*ページ抜粋*.
────

一度失敗している私には、結婚について語る資格はないかもしれない。けれど失敗したからこそ話せることもある。

今となってはもう結婚しなくてもいいかなって思っている。ただそれは一度は結婚し、そして失敗したからそう思うだけかもしれない。ただこの先もっと年をとったら考え方が変わるかもしれない。

若い頃は結婚というものについて漠然としか考えていなかった。ちょうど適齢期だったし付き合っていたから結婚するんだろうくらいに思い、人生を共にするとか深いことは考えていなかった。「一度は結婚してみたい」そのくらいの感覚だったと思う。そう思うことは悪いわけではないと思うし、それが普通だと思う。結婚はタイミングという言葉がある通りあまり深く考えるものではないんだと思う。

いざ結婚してみるとやはり恋愛の延長ではないということを改めて思う。私と彼という二人の世界から、お互いの家族まで広がっていくつきあい。子どもができれば、その子どもの世界まで広がっていく。

今までなかった感覚でもあり、幸せもあれば戸惑いもある。それでも新しく築いた家族というものを育てて強い絆を結んでいくのだろう。

結婚とは婚姻届を出すことで法的な夫婦となることをいうのだと思う。もちろん事実婚もあるが一般的にはそうである。この婚姻届はたった一枚の紙でありながらも人生を大きく変えるもの。それでも結婚したときはそれほど大きなものと思っていなかった。ただ好きな人と一緒に住むことができるくらいに感じていた。

この婚姻届の重要さがわかったのはこの結婚生活に疑問を持ち始めたときだった。この一枚を無かったことにするための労力は並大抵ではなかったし、心身ともに消耗する。

幸せな結婚とは、その婚姻届の重要さを意識しないでいられることだと思う。夫婦となり、そして自然と家族と思えるようになることなんだと思う。

「再婚しないの?」と周りから言われることがある。この質問に対しての回答にいつも困る。家族の温かさも知らないわけではない。一度失敗して慎重になっているということもある。

しかし、それ以上に私くらいの年令の再婚となると私も相手もいろいろと抱えているものがある。

────

*データ一覧*.
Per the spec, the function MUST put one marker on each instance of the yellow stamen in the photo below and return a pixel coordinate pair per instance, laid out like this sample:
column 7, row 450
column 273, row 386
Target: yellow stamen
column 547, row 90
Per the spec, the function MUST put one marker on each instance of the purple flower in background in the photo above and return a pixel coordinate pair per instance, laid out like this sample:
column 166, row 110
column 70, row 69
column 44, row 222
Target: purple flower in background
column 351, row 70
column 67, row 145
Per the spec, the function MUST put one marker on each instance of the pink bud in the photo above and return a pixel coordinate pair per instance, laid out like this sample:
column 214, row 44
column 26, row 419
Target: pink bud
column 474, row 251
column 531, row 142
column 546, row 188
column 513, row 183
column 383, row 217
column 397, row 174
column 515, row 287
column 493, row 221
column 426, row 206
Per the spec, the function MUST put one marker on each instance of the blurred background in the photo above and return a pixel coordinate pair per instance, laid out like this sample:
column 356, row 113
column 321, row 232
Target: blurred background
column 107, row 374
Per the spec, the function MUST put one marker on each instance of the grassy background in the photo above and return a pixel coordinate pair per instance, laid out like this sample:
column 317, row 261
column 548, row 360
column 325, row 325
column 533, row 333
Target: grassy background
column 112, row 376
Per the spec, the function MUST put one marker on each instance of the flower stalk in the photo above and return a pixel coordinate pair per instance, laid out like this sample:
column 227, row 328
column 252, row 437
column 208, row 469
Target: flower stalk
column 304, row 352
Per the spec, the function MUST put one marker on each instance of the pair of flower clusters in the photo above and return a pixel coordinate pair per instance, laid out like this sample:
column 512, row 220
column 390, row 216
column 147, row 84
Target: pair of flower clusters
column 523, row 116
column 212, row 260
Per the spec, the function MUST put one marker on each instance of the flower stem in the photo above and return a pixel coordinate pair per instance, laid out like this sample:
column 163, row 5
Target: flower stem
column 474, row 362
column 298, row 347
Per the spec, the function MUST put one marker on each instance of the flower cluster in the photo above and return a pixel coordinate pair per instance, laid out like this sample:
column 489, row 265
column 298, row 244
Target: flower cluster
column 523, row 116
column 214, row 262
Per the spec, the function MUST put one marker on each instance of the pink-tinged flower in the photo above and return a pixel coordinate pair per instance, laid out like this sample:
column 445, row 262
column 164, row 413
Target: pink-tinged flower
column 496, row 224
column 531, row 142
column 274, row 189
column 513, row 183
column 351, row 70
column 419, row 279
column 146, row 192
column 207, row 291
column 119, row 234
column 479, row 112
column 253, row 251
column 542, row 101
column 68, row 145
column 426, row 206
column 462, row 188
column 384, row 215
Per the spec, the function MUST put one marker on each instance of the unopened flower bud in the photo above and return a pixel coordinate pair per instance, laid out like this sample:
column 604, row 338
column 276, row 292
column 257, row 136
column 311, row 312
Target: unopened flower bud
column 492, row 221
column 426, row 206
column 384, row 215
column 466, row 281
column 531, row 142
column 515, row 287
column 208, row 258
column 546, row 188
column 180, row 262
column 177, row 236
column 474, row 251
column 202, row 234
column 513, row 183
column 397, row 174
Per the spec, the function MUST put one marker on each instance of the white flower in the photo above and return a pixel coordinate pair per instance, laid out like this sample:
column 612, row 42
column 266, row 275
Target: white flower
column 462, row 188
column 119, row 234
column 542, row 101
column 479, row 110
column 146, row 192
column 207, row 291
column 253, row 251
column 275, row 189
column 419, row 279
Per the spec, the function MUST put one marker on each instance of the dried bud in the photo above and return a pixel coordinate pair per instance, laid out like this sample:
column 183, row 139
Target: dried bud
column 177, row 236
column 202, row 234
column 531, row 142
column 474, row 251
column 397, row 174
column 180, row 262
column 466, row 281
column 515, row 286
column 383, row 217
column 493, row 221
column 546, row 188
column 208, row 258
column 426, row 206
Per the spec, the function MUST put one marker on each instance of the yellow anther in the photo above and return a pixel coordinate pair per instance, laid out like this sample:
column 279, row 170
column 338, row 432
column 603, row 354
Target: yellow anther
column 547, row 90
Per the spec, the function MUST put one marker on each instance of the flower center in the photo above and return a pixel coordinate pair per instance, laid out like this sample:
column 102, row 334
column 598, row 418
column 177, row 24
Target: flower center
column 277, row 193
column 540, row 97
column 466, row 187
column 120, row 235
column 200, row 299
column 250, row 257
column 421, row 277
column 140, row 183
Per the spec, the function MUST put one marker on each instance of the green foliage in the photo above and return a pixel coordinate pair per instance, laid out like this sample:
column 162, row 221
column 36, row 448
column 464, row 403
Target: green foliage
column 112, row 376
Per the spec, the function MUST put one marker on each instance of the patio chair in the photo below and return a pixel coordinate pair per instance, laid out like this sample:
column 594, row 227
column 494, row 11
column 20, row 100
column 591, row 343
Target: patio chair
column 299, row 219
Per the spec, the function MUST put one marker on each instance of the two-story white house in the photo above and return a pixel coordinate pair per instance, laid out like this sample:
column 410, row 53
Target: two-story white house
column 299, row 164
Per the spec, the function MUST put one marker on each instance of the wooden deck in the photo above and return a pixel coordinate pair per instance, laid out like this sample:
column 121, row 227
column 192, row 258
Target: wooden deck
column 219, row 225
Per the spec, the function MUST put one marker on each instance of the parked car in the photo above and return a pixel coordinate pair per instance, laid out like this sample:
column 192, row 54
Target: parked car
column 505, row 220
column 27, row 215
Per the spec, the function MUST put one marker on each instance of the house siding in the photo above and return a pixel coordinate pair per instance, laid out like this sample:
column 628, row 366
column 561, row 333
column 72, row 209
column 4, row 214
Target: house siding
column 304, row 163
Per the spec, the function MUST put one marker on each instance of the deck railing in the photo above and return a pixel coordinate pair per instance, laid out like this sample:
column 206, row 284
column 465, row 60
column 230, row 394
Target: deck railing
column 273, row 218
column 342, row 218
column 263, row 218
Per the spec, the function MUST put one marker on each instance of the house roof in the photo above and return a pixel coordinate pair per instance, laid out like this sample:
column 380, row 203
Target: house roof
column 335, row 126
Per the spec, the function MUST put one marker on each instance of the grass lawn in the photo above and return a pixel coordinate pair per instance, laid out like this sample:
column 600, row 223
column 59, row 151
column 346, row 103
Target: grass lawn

────

*必須タスク*.
1) 結婚を扱ったページ抜粋から、「一度失敗している私には、結婚」と「えるものではないんだと思う。」の間を、両端の語句も含めて一字一句違えずに書き写すこと。
2) データ一覧で「parked」という文字列を含む行がいくつあるかを数え、その数値のみを答えること。

*解答一覧*.
1)
一度失敗している私には、結婚について語る資格はないかもしれない。けれど失敗したからこそ話せることもある。

今となってはもう結婚しなくてもいいかなって思っている。ただそれは一度は結婚し、そして失敗したからそう思うだけかもしれない。ただこの先もっと年をとったら考え方が変わるかもしれない。

若い頃は結婚というものについて漠然としか考えていなかった。ちょうど適齢期だったし付き合っていたから結婚するんだろうくらいに思い、人生を共にするとか深いことは考えていなかった。「一度は結婚してみたい」そのくらいの感覚だったと思う。そう思うことは悪いわけではないと思うし、それが普通だと思う。結婚はタイミングという言葉がある通りあまり深く考えるものではないんだと思う。

2) 2